Natural language region descriptions

>>>>>

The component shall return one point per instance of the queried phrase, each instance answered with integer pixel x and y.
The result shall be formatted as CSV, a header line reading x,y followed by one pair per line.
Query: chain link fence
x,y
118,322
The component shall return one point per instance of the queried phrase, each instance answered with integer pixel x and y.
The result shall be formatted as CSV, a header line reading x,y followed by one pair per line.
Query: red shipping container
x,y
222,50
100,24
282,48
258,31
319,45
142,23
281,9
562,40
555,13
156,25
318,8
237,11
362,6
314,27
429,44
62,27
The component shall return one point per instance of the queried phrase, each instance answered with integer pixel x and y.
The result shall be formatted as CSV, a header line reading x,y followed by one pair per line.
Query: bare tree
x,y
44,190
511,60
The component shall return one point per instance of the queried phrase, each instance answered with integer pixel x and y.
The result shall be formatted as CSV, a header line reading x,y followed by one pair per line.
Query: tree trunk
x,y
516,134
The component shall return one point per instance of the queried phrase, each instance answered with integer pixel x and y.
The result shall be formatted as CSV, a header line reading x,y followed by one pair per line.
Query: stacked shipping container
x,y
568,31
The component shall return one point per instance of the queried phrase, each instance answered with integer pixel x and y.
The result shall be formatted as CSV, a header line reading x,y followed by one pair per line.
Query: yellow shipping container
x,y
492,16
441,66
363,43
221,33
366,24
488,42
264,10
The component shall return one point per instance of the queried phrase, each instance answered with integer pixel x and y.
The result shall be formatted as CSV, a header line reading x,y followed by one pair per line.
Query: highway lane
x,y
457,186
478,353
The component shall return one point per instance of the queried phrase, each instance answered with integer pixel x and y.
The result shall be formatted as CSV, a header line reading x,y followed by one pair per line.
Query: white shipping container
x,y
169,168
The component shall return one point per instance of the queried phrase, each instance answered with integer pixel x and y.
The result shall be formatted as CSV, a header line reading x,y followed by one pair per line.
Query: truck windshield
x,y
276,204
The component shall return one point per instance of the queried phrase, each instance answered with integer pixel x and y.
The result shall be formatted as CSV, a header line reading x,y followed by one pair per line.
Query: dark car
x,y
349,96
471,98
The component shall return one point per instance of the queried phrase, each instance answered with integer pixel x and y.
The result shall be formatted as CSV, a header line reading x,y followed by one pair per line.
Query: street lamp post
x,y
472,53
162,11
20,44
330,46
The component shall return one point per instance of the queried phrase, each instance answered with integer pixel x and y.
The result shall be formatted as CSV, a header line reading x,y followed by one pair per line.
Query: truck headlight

<<<<<

[WHAT IS BEING ASKED]: Output all of the data in full, exactly as given.

[SOLVED EXERCISE]:
The component shall return one point per instance of the queried phrase, each instance answered with integer pixel x and y.
The result shall be formatted as CSV, a header line reading x,y followed by one pair per line.
Query: chain link fence
x,y
118,322
The component shall return one point per instance of the queried phrase, each instance answered with integer pixel x and y.
The result shall be formatted as CSV, a header line reading x,y followed by one pair per line.
Query: red shipping container
x,y
222,50
100,24
282,48
258,31
319,45
142,23
281,9
562,40
555,13
156,25
318,8
237,11
362,6
314,27
429,44
62,27
The component shall return one point per instance of the queried phrase, each instance answered with integer pixel x and y.
The result shall be formatted as CSV, a header line reading x,y followed by one pair per line.
Query: bare tree
x,y
44,190
511,60
The component shall return one point per instance of the queried phrase, each instance answered with integer pixel x and y.
The result shall be formatted as CSV, a header line reading x,y followed by one pair per line.
Query: tree trunk
x,y
516,134
The component shall return one point per instance of the queried phrase, each instance answered with integer pixel x and y.
The result shall be formatted as CSV, a header line reading x,y followed by one pair per line.
Query: stacked shipping container
x,y
568,31
The component shall return one point per instance of the queried phrase, each instance answered with integer pixel x and y.
The result shall be formatted as CSV, a header line reading x,y followed by one pair per line.
Query: yellow shipping container
x,y
492,16
441,66
363,43
221,33
366,24
488,42
264,10
The component shall return one point per instance of the queried phrase, each instance answered with integer pixel x and y.
The result shall be formatted as CSV, a header line reading x,y followed by one pair per line.
Query: highway lane
x,y
457,186
478,353
The component shall return one point per instance of the queried phrase, each instance answered with integer pixel x and y.
The result shall be formatted as CSV, a header line reading x,y followed by one pair per line.
Query: white shipping container
x,y
169,168
The component shall return one point per instance of the queried phrase, each instance answered with integer pixel x and y.
The result shall be formatted as CSV, a header line reading x,y followed by one pair per line.
Query: truck windshield
x,y
276,204
The component shall return one point per instance of the queried phrase, each instance answered with integer pixel x and y.
The result shall be formatted as CSV, a header line reading x,y followed by one pair per line.
Query: dark car
x,y
349,96
471,98
The component shall return one point per instance of the queried phrase, each instance answered with integer pixel x and y.
The result shall be formatted as CSV, a header line reading x,y followed by one pair per line.
Query: street lamp post
x,y
472,53
162,11
20,44
330,46
The component shall return one point per instance of the queried phrase, each instance answered with integer pixel x and y.
The result shall be formatted as CSV, a header line reading x,y followed by one pair per line.
Query: truck headlight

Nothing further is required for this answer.